━━ PÁGINA

Quando até os razoavelmente esclarecidos se iludem com Chico Xavier
REVISTA REALIDADE FOI UMA DAS POUCAS COBERTURAS QUE ENXERGARAM DE MANEIRA CRÍTICA O FENÔMENO CHICO XAVIER.
Diante de textos que, através de provas, desmontam o mito de Francisco Cândido Xavier, encarado por pessoas adultas e até idosas de maneira similar à que fadas madrinhas e princesas de contos de fadas exercem no imaginário infantil, mesmo pessoas que parecem ter algum nível de esclarecimento sentem algum incômodo, pois em dado momento até elas sentem fascinação obsessiva pelo suposto médium.
É como diz o ditado: "o uso do cachimbo faz a boca ficar torta". Desde meados dos anos 1970 Chico Xavier é sustentado - postumamente, desde julho de 2002 - através de uma narrativa que, em si, parece uma mistura de novela da Rede Globo com estórias infantis, criando um mito em si infantilizado, fabuloso, embora com aspectos pitorescos e controversos, alimentado por narrativas "mais isentas".

━━━━

* [INSTRUÇÃO 1]:
Quais linhas abaixo contêm a palavra "ship"? Mostre cada uma delas por inteiro.

━━ DADOS FORNECIDOS

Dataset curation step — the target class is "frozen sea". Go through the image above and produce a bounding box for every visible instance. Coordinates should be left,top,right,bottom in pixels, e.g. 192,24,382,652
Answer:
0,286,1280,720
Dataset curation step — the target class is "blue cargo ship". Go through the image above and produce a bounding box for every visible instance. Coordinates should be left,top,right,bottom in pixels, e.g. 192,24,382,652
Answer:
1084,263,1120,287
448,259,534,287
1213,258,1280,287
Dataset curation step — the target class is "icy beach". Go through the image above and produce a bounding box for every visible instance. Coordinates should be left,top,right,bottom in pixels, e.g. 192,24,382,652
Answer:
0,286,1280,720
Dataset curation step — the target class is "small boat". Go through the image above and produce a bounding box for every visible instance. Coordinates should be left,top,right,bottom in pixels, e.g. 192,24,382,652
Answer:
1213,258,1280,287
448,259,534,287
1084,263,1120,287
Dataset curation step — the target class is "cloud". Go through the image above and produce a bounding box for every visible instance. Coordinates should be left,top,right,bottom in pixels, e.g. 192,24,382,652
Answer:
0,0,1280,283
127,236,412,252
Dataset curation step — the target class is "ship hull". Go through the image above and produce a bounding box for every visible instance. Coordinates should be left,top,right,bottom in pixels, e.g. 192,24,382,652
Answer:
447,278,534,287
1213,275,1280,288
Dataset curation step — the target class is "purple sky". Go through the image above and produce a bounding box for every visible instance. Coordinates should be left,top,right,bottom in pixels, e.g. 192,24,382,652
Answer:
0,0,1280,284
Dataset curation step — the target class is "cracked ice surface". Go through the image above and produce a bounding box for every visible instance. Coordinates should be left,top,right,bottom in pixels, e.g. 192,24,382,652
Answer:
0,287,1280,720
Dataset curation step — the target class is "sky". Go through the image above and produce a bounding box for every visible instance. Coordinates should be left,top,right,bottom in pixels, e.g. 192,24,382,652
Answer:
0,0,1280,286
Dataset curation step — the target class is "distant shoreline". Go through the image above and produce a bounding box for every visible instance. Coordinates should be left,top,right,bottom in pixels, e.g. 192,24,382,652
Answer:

━━━━

* [INSTRUÇÃO 2]:
Redigite o trecho do texto sobre Chico Xavier, lá em cima, começando em "Quando até os" e seguindo até "pelo suposto médium.".

* [RESPOSTA CORRETA 1]:
Dataset curation step — the target class is "blue cargo ship". Go through the image above and produce a bounding box for every visible instance. Coordinates should be left,top,right,bottom in pixels, e.g. 192,24,382,652
Dataset curation step — the target class is "ship hull". Go through the image above and produce a bounding box for every visible instance. Coordinates should be left,top,right,bottom in pixels, e.g. 192,24,382,652

* [RESPOSTA CORRETA 2]:
Quando até os razoavelmente esclarecidos se iludem com Chico Xavier
REVISTA REALIDADE FOI UMA DAS POUCAS COBERTURAS QUE ENXERGARAM DE MANEIRA CRÍTICA O FENÔMENO CHICO XAVIER.
Diante de textos que, através de provas, desmontam o mito de Francisco Cândido Xavier, encarado por pessoas adultas e até idosas de maneira similar à que fadas madrinhas e princesas de contos de fadas exercem no imaginário infantil, mesmo pessoas que parecem ter algum nível de esclarecimento sentem algum incômodo, pois em dado momento até elas sentem fascinação obsessiva pelo suposto médium.